Source extract
— Start —
The building code was amended, but lawmakers and city officials stopped short of requiring retrofits to strengthen existing buildings. In fact, it is not known with any certainty how many soft story buildings remain in Los Angeles.

That is the reason for the inventory advocated by Englander and Councilman Tom LaBonge. In San Francisco, a preliminary accounting found some 3,000 soft story buildings, in a city with a population only a fifth that of Los Angeles.

Englander expressed hope the inventory could begin next year. He's also seeking state action to provide tax incentives or some other way to defray the cost of retrofits. Associations representing both landlords and renters have expressed concerns about the cost and disruption of retrofitting.

"You've got to create an incentive for those property owners to get the retrofitting done," Englander said.

It's estimated the cost of retrofitting wood-framed soft story apartment buildings can exceed $100,000. It can be even more expensive to reinforce so-called non-ductile concrete buildings, either by spiral wrapping support columns to hold together the structural concrete, or by adding shear walls, as was done in Caltech's Spalding building.

An inventory of non-ductile concrete buildings has been compiled by an academic group. But it declined to make the study public, citing liability concerns. A freeway overpass in the Newhall Pass collapsed in 1971, and also again in 1994.

By then Caltrans had begun a retrofitting program to strengthen support columns, but had not yet gotten to the interchange of the 5 and 14 freeways. Caltrans has since finished that retrofitting of overpasses. In response to a different type of failure in the 10 Freeway over La Cienega Boulevard, Caltrans has redesigned expansion joints.

Another area of progress is a fix for quake motion breaking gas lines in homes. Since Northridge, connections have included an valve that automatically shuts during a quake, Although many failure modes were known to engineers prior to the Northridge quake, it was a surprise to discover that in some steel-framed skyscrapers, welds had cracked and failed.

Previously, it was assumed the weld was stronger than the steel beams, which were designed to flex and bend during strong shaking. After the Northridge Quake, Los Angeles ordered inspections of the welds in steel-framed buildings near the epicenter, but not skyscrapers in areas of the city south of the Hollywood Hills, including downtown LA.

What's more, some engineering models indicate that under certain conditions, strong enough shaking could bring down a steel-framed structure even if the welds held up.

"It's conceivable that in large enough shaking, downtown may lose some of its tall buildings," Heaton said.
— End —
Exercise details
Copy the passage of the earthquake retrofit article from "Englander expressed hope" to "Caltech's Spalding building.", word for word.

Material provided
— Start —
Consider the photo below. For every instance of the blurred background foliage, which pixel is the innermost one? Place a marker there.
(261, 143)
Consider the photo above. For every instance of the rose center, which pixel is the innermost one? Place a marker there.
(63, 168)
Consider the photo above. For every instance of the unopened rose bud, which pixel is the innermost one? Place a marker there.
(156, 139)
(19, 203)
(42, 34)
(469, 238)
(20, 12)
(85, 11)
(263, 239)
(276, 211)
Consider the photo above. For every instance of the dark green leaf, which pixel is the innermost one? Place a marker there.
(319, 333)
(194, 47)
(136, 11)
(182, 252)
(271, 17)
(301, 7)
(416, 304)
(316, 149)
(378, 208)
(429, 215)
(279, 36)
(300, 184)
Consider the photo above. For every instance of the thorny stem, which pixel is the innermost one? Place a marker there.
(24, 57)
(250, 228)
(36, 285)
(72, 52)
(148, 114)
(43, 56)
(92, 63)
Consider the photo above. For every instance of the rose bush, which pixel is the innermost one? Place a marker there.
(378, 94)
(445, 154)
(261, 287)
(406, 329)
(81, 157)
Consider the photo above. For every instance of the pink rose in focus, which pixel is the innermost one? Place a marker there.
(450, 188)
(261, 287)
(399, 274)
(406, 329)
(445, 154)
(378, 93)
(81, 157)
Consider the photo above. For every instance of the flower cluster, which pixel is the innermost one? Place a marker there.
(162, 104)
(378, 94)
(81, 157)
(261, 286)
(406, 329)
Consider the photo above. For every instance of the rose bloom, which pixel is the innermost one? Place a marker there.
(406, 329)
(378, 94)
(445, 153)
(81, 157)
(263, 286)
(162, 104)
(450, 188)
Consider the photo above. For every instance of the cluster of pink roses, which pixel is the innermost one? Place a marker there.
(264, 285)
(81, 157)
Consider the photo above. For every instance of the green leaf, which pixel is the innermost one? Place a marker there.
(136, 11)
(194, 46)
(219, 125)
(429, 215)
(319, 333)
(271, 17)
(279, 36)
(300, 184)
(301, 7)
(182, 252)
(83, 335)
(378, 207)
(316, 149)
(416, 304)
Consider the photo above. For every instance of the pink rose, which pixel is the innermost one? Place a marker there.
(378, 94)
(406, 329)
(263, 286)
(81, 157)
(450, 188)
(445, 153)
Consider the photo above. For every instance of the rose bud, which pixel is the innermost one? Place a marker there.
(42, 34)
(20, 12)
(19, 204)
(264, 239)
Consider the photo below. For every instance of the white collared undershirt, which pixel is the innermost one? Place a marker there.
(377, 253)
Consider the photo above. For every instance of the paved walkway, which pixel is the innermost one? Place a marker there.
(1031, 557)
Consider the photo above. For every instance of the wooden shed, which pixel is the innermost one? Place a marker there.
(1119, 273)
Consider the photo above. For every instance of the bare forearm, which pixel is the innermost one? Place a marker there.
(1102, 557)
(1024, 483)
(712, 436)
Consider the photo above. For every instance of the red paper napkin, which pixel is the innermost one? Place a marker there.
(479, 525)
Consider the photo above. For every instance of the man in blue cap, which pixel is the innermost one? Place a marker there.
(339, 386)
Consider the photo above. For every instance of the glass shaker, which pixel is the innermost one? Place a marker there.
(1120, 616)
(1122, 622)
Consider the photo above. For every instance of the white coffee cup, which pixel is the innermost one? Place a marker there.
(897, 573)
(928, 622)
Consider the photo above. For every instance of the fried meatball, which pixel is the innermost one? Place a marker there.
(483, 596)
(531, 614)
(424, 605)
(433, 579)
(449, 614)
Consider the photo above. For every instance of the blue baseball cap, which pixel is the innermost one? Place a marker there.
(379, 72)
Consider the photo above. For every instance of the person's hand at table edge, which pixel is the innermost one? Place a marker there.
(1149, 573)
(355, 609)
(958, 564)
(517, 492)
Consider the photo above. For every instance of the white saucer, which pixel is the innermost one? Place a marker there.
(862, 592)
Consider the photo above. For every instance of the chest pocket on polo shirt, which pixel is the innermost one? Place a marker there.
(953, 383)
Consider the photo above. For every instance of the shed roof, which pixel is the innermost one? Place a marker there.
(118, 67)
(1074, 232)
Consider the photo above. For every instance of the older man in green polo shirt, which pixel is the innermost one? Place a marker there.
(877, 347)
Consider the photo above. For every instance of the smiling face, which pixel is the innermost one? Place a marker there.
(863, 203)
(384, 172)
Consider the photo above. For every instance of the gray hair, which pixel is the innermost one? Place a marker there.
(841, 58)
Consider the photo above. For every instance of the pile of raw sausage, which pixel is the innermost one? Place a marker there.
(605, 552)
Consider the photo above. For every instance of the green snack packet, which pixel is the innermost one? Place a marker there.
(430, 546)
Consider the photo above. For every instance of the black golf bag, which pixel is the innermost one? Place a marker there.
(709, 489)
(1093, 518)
— End —
The response
Englander expressed hope the inventory could begin next year. He's also seeking state action to provide tax incentives or some other way to defray the cost of retrofits. Associations representing both landlords and renters have expressed concerns about the cost and disruption of retrofitting.

"You've got to create an incentive for those property owners to get the retrofitting done," Englander said.

It's estimated the cost of retrofitting wood-framed soft story apartment buildings can exceed $100,000. It can be even more expensive to reinforce so-called non-ductile concrete buildings, either by spiral wrapping support columns to hold together the structural concrete, or by adding shear walls, as was done in Caltech's Spalding building.